* START *

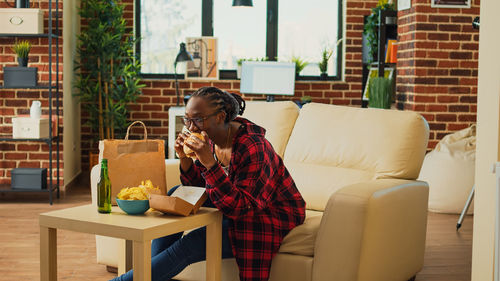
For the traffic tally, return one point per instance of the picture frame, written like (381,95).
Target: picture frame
(450,3)
(204,52)
(388,73)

* END *

**To be done:**
Can you copy every line of the records above word for word, leaving out the pictures?

**Answer for the task:**
For the traffic tally, return one point per instance of the picture frame, written like (381,95).
Target: picture frame
(450,3)
(204,52)
(388,73)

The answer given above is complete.